_Stated goal_. Show each line in the rows below that contains the word "black", copying every such line unchanged.
%%
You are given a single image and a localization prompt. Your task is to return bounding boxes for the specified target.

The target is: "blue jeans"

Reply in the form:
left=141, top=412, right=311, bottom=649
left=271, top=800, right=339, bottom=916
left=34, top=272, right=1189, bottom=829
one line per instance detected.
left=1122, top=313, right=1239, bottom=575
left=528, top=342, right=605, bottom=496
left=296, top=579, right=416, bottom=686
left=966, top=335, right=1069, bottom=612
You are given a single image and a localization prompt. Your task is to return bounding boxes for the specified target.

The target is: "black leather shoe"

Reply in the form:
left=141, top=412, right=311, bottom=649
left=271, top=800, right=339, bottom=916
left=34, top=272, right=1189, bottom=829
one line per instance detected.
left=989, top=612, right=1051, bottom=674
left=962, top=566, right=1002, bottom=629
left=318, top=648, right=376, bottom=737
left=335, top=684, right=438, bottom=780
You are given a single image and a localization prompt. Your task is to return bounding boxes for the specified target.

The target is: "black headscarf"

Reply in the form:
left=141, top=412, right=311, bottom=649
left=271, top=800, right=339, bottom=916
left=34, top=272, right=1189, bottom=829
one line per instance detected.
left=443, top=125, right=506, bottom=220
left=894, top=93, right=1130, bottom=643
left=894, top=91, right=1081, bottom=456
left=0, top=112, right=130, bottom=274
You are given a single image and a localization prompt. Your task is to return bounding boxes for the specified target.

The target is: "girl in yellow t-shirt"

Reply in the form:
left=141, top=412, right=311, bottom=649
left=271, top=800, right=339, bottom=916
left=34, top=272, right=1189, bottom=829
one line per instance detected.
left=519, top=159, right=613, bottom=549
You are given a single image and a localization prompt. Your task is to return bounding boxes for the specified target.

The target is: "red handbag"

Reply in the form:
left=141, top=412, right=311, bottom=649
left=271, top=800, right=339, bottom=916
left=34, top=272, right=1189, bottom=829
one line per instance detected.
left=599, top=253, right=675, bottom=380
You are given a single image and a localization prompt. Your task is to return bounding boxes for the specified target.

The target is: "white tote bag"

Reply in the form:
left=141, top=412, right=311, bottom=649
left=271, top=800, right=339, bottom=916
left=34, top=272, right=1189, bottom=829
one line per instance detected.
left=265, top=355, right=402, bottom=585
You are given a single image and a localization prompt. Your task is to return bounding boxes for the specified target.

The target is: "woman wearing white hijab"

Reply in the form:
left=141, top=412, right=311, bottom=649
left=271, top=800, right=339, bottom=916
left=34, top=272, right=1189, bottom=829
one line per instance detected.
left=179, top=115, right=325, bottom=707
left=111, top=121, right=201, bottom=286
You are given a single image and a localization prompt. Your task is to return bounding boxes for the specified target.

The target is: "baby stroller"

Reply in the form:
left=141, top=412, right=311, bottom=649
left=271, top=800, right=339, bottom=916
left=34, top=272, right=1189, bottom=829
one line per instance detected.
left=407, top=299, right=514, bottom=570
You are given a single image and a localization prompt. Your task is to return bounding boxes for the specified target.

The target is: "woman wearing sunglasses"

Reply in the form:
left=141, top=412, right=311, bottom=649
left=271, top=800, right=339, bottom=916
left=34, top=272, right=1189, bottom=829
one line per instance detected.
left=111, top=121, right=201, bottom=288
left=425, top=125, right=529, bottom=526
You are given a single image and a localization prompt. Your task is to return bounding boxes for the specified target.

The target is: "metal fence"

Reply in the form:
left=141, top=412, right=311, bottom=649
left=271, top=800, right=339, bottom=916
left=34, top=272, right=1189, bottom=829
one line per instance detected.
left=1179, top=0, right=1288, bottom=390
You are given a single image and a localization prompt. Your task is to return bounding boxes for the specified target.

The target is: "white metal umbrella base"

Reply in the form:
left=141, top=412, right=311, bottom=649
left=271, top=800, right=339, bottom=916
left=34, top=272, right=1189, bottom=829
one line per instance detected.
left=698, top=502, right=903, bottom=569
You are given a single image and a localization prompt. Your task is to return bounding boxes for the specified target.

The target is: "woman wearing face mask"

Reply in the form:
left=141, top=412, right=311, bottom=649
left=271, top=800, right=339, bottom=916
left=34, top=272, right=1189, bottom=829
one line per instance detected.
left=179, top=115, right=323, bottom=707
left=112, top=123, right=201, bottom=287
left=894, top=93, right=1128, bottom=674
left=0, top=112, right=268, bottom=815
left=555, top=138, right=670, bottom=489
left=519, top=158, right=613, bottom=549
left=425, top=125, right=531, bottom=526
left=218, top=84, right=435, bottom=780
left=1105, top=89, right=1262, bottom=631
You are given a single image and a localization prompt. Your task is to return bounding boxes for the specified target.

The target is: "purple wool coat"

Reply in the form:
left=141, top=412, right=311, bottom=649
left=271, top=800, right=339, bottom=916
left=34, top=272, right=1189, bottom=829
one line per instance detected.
%%
_The output_.
The target is: "black leather shoe"
The target is: "black headscarf"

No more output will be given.